◆ To be done ◆
In the entries between the line holding "of the pink" and the line holding "of the woman's", inclusive, swap "retail shelf audit" for "store inventory audit" and change nothing else. Give back only those lines, without the pictures.
◆ ◆ ◆ ◆
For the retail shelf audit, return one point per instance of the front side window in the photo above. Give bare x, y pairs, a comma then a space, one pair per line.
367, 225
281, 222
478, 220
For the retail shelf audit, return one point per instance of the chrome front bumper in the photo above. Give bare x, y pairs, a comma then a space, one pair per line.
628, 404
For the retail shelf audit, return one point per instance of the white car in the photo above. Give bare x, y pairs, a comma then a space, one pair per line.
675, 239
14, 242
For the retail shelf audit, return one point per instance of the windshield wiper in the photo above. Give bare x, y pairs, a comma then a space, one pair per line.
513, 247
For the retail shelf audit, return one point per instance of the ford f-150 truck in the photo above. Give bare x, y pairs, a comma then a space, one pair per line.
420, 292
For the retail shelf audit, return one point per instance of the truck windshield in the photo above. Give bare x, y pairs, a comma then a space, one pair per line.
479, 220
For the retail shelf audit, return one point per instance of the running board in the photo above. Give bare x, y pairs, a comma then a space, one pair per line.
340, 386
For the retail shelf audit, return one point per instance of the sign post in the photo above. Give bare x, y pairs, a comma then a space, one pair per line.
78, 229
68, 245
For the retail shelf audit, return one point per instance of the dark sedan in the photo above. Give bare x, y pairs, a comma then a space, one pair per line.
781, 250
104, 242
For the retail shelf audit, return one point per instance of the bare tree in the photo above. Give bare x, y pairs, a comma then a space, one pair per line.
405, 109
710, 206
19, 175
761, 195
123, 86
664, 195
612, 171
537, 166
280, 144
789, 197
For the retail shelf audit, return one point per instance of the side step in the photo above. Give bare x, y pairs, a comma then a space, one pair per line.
◆ ◆ ◆ ◆
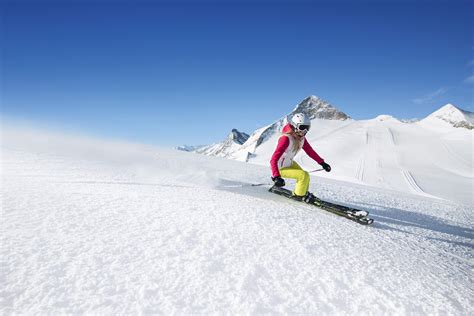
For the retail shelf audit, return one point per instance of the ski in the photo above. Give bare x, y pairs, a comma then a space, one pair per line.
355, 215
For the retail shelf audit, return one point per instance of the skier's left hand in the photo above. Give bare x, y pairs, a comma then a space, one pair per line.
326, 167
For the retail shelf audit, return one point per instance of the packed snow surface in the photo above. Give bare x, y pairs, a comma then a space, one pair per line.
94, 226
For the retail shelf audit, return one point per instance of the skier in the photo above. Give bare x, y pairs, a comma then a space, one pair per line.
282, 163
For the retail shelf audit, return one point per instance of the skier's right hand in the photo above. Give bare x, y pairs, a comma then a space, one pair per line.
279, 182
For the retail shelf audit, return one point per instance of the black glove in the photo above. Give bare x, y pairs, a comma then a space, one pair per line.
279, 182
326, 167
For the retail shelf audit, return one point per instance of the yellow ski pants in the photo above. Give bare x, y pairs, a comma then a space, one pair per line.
◆ ◆ ◆ ◆
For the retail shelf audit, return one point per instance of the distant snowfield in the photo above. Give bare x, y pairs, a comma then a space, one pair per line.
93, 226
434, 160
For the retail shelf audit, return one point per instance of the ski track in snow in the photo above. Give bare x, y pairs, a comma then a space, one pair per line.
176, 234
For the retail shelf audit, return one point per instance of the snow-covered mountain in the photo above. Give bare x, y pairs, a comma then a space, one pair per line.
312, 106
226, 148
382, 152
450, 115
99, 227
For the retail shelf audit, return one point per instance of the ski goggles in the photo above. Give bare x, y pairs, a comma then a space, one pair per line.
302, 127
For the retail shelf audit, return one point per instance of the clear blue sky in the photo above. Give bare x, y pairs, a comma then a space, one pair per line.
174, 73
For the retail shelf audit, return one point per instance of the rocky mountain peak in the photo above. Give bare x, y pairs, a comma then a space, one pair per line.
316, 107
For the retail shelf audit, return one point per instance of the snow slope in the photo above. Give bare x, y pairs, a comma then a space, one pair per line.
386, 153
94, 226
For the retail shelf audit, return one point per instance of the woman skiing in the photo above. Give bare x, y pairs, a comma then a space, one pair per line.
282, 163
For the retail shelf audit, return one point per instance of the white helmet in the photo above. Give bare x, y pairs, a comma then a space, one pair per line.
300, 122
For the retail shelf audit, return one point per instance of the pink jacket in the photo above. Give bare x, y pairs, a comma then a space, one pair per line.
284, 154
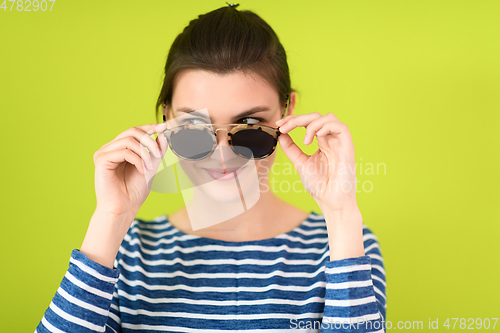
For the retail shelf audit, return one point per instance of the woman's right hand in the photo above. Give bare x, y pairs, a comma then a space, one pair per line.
◆ ◆ ◆ ◆
◆ Solution ◆
For the store inventory audit, return one point per instance of the pink jacket in the photo above. Give bare x, y pairs, a comma then a space, one pair per line.
284, 154
For the store inventory audit, return one point per instance of the woman's right hand in the photo above. Give bare x, y pairs, a comma then a space, one pair per line.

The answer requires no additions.